少年誌:①キャラ>②企画>③テーマ>④ストーリー

青年誌:①テーマ>②企画>③キャラ>④ストーリー

 

ここで着目したいのはストーリーの位置付けであり、村松さん曰く、少年誌・青年誌のいずれにおいても、ストーリーの優先順位が一番低いという。これは、ストーリーを一番重視しがちな新人作家にとっては身につまされる話だ。

 

そして、僕はこの話を聞いた時、これは漫画と映画の違いでもあるのではないかと感じた。今日はそんな話をツラツラと書いてみたい。

 

漫画と映画の着眼点の違い

「SAVE THE CATの法則」といった映画脚本に関する指南書には、「物語の構成を15個のシーンに分解しろ」・・・といったテクニックが書かれている。これらの内容は、一見すると「なるほど」と思わなくもないが、三幕構成やブレイク・スナイダー・ビート・シートといった物語構成に関する考え方は、ぶっちゃけ2時間前後の時間的な尺が与えられている映画だからこそ効果的なのであって、せいぜい3〜40ページ程度で話をまとめなければならない漫画には当てはまらないのではないかとずっと思ってきた。

 

実際のところ、連載漫画だろうが、読み切り漫画だろうが、その各話において、そんなにたくさんのことは起こらない。ページや紙幅の関係上、「序盤に伏線を張り、それを後半に回収して大どんでん返しをぶちかます」みたいな映画的な演出はどうしても取りづらいのだ(長期連載を通して、伏線を回収することはあるだろうが)。

依頼: 漫画と映画の違いを論じた本文を、最後の文の後から引き継いで書き進めてください。

記録一覧:
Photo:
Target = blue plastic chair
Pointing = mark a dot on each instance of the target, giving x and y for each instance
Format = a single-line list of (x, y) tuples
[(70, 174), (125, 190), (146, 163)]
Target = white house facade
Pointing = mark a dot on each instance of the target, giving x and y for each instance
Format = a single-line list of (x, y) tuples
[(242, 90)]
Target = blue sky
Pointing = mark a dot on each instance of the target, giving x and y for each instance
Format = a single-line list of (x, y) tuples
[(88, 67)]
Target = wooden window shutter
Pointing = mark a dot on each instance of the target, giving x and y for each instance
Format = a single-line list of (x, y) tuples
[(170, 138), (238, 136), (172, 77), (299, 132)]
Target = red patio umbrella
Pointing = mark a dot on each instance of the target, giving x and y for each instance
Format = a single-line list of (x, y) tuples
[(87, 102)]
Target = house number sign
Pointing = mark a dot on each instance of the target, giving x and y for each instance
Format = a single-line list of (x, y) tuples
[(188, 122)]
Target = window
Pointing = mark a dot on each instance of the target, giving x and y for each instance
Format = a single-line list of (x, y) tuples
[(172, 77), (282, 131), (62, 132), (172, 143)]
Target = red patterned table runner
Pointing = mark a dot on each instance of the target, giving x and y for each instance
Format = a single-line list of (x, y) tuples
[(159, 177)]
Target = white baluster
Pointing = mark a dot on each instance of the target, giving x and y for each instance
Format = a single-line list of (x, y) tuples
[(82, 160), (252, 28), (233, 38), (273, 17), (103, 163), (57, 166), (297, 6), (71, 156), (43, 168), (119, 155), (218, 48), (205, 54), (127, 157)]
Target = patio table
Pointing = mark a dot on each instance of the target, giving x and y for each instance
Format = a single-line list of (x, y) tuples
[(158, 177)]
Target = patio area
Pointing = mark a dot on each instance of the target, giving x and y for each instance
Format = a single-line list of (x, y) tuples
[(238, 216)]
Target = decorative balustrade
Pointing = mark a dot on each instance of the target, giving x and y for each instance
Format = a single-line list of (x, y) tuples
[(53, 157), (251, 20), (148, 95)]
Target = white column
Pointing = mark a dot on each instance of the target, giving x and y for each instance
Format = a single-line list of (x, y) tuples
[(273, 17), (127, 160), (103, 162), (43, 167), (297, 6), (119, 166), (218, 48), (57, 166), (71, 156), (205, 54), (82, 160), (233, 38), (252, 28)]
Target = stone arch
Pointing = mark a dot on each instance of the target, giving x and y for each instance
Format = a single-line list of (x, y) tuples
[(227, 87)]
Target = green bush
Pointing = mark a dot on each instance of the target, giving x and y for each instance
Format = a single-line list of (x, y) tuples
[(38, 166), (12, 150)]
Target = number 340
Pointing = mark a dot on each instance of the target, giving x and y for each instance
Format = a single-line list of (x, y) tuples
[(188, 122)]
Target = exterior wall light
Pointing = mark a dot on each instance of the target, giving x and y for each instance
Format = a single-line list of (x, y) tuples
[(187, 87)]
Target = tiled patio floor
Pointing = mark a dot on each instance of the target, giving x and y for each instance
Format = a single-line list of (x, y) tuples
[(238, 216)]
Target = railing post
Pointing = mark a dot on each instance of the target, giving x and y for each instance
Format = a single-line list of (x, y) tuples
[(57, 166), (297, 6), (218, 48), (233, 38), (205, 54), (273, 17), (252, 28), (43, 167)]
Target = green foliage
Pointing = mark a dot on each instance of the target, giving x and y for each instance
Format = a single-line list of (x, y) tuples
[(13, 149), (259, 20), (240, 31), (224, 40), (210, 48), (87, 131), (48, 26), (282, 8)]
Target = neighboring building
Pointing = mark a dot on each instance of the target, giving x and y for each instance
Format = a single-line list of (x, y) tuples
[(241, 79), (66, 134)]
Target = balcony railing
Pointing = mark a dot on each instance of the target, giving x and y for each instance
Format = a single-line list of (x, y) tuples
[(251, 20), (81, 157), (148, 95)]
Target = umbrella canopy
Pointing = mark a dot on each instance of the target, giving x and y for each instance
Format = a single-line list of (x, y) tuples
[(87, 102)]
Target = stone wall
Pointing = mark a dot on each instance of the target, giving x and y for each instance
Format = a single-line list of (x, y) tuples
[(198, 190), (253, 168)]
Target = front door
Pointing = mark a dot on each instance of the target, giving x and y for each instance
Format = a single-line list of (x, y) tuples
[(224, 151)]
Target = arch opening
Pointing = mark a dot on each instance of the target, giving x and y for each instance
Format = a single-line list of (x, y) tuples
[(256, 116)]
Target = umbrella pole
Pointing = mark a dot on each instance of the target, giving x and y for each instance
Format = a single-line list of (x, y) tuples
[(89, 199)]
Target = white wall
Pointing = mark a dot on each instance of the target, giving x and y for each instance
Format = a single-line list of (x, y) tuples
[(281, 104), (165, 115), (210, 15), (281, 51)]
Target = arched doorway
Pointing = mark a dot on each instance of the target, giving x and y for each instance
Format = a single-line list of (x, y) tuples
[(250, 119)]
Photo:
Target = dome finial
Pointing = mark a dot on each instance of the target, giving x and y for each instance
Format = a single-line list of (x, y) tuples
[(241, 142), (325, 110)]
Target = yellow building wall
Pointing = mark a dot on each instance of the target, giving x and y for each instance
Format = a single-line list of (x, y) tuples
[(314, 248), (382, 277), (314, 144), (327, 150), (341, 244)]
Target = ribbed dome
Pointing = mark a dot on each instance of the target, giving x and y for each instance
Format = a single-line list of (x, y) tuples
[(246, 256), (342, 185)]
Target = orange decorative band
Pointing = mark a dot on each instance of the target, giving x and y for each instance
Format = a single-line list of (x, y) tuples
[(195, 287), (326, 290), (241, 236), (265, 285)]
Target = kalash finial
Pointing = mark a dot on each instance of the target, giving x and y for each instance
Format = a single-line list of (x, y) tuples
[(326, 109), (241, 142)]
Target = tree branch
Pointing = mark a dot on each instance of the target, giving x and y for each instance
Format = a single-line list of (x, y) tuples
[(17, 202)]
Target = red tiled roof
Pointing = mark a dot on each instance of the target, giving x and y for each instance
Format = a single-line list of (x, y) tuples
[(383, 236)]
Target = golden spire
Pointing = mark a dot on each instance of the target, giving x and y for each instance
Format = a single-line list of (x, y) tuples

作業結果:
例えば、僕が最近読んだ「チ。-地球の運動について-」や「あかね噺」といった作品においても、その第1話において、それほど多くの出来事は起こっていないし、物語自体は非常にシンプルなものであることが分かる。前者は「天動説を信じている少年が、地動説を研究している者と出会って、地動説の話を聞く」というシンプルな流れだし、後者は「落語家の真打を目指している父親の姿を見て育った少女が、師匠に破門されて落語家の道を閉ざされてしまった父親に代わり、落語家を目指す」という王道の展開である。シーンに分解してみても、そんなにたくさんのシーンはない。

 

それでも、これらの作品が「面白い」と感じるのは、とんでもない展開が起こっているからではなく、キャラやテーマが丁寧に掘り下げられているからに他ならない。これは、他の漫画作品でも全く同じである。

要するに、映画が「奇想天外なストーリーで観客を楽しませよう」としているのに対して、漫画は「キャラやテーマを掘り下げ、キャラの考え方や立場の変化を見せることで読者を楽しませよう」としている点に違いがある。そもそもの着眼点が違うのだ。

 

こういう風に考えれば、村松さんの指摘も合点がいく。最初からストーリーありきで考えるのは映画のような作り方であって、漫画では、まず最初にキャラやテーマ・企画を考えなければならず、それを掘り下げていったものがストーリーなのだという理解が前提にあるのではないだろうか。

つまり、「ストーリーが重要ではない」と言ってるのではなく、「キャラやテーマを掘り下げていけば自然と面白いストーリーになる」と言ってるのではないかと僕は解釈している。

 

こねくり回すな!掘り下げろ!

だが、映画を見て育ち、映画をこよなく愛する僕からすると、ストーリーや展開の面白さにどうしても目が行ってしまう。

 

例えば、「火星探索をしているNASAの隊員が大嵐に巻き込まれて宇宙船を失う」といったストーリーがあったとすると、「大嵐に巻き込まれる」とか「宇宙船を失う」といった展開ばかりに目がいってしまい、そこを面白いと思ってしまう。僕はそういう性分なのだ。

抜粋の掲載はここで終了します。